> **Problem to solve**
Starting at the line that has "red painted hub" and stopping after the line that has "[949,684,988,707]", rewrite the items with "hub detail" replaced by "hub assembly", changing nothing else and omitting the pictures.

> **Supplied material**
□ □ □

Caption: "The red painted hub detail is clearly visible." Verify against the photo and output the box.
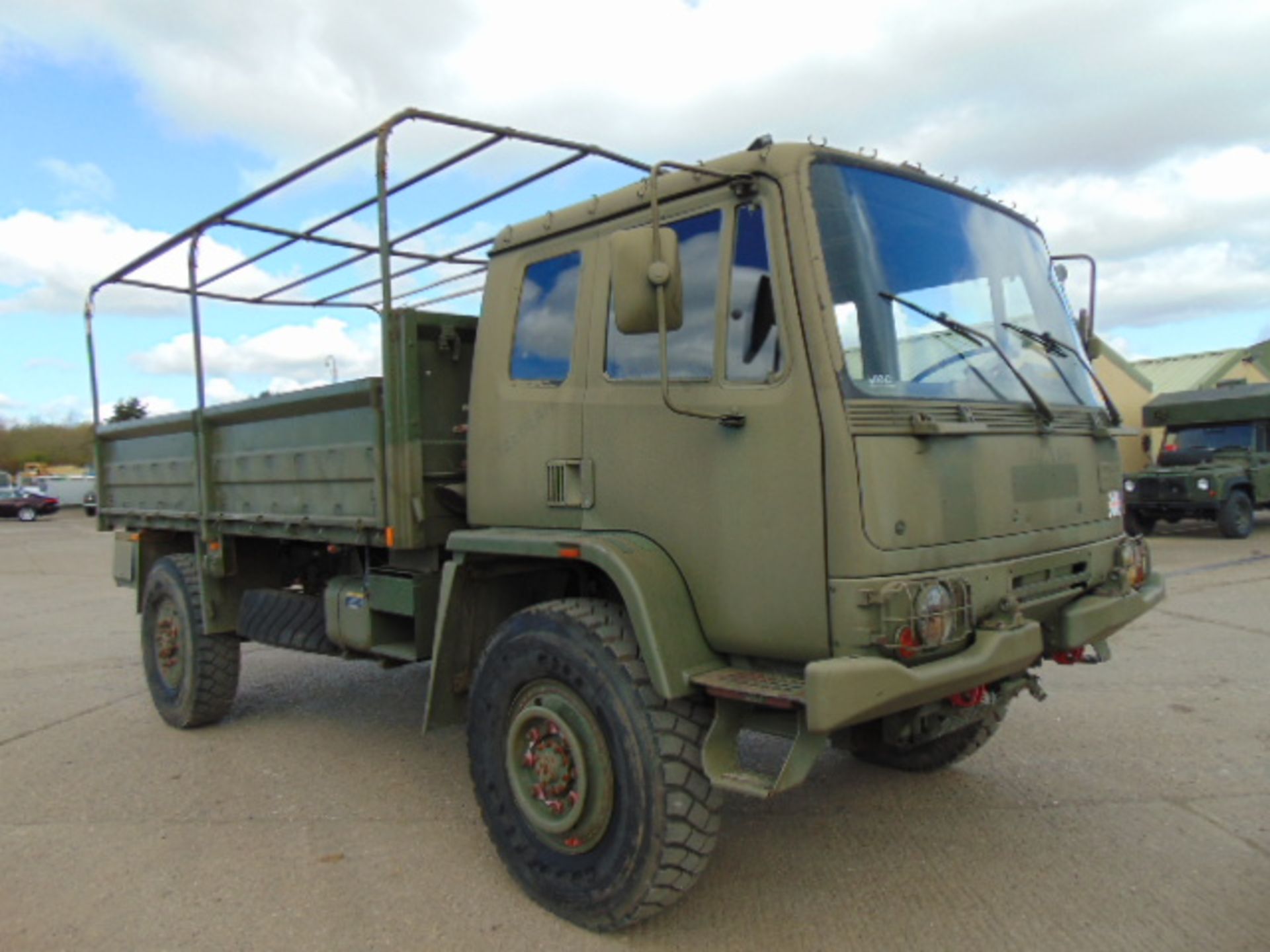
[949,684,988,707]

□ □ □

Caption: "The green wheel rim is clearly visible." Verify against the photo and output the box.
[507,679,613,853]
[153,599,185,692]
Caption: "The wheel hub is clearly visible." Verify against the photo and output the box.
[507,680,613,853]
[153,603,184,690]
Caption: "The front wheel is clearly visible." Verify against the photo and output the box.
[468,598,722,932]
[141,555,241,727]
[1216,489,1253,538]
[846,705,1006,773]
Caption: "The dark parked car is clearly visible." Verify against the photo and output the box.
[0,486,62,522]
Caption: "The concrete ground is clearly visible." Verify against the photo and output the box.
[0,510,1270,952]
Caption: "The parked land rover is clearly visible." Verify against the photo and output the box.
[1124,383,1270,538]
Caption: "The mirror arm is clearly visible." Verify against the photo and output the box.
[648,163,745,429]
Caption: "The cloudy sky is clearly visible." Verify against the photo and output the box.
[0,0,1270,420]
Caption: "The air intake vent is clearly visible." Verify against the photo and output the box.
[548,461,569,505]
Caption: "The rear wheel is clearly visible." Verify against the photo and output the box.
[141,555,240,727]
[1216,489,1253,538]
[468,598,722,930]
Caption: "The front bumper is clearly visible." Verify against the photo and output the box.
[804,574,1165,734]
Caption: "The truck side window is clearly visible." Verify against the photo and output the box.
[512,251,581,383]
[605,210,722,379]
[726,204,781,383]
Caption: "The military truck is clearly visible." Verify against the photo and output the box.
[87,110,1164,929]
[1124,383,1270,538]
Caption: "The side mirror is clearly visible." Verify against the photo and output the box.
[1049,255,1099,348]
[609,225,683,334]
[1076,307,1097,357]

□ □ □

> **Complete output**
Caption: "The red painted hub assembly is clearly visible." Verify against the photo and output the box.
[949,684,988,707]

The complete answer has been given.